## BEGIN Exercise data
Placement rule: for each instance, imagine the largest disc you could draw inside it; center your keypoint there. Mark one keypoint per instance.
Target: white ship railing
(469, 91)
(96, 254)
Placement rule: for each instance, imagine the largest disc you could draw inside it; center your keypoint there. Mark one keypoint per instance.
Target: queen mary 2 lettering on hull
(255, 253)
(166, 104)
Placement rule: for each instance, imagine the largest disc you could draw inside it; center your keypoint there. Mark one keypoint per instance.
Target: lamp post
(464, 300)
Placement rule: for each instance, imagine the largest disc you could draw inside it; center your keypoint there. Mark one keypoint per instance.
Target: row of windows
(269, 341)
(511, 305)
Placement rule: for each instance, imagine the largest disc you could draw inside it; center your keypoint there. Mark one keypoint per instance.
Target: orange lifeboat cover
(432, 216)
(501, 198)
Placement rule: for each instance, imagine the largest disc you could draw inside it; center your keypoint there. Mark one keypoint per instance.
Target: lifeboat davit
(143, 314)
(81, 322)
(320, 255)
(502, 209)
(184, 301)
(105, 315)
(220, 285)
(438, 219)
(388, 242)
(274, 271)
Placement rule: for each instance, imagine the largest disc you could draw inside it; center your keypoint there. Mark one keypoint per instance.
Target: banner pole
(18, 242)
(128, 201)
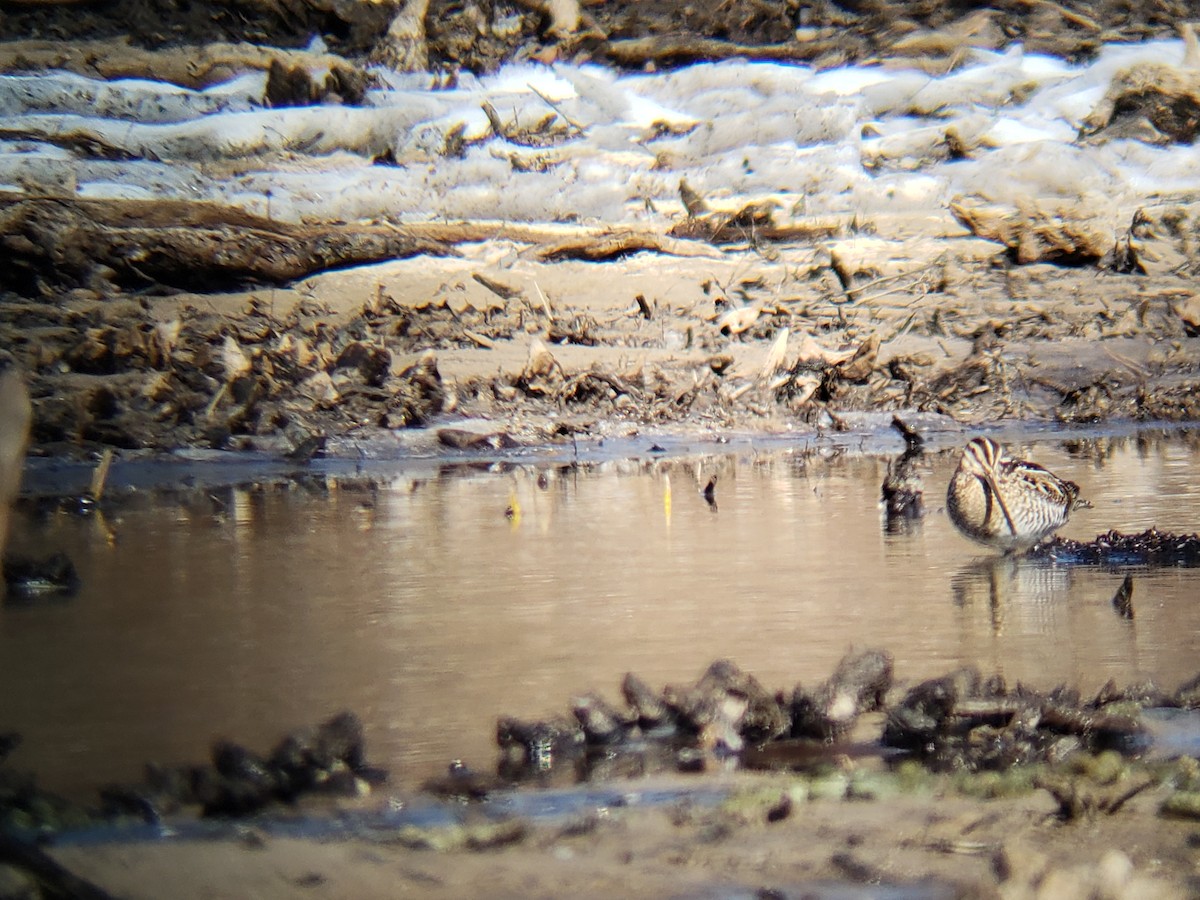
## END Exercise data
Exercise goal: Scale the point coordinates in every row above by 1.95, rounding each result to a whole number with halves rounded up, and write out all the lines again, requests included, with the new values. Leave the pictures out of your answer.

Solution:
Placement rule: for each instance, imagine the largest disc you could draw inside it; center your keypoint there. Mark one keypoint per instance.
Target: white ship railing
(915, 177)
(187, 495)
Placement rule: for each instance, imagine the largest disc you could draw inside it; center your keypoint there. Mark one keypoint per instance.
Target: queen mary 2 lettering on hull
(497, 493)
(324, 203)
Placement rule: for each instance, imagine the largest disc you could draw inside it; center your keypoint there. Mark one keypoint per instance.
Target: lamp post
(905, 585)
Placement rule: for each instance, imagine the largest disc you could draw inside it; center your keypoint there. Mark one keypoint per instance.
Target: row of windows
(525, 665)
(996, 595)
Placement rule: for each instance, imagine the largest disc you could draw inside it; center your keypoint there. Mark one keypoint per instance.
Target: orange lifeboat cover
(842, 421)
(977, 386)
Placement rule: for each instance, imagine the largest disc you could draw inside it; center your keypoint there. Mark one keypoint per instance.
Target: lifeboat davit
(279, 612)
(158, 628)
(624, 497)
(979, 408)
(359, 587)
(205, 614)
(429, 556)
(854, 427)
(757, 472)
(534, 528)
Placement rule: for each instance, imagine the largest disc you could draw inside it; center your keypoint there. Mark one keypoint per instance.
Target: banner pole
(35, 472)
(250, 392)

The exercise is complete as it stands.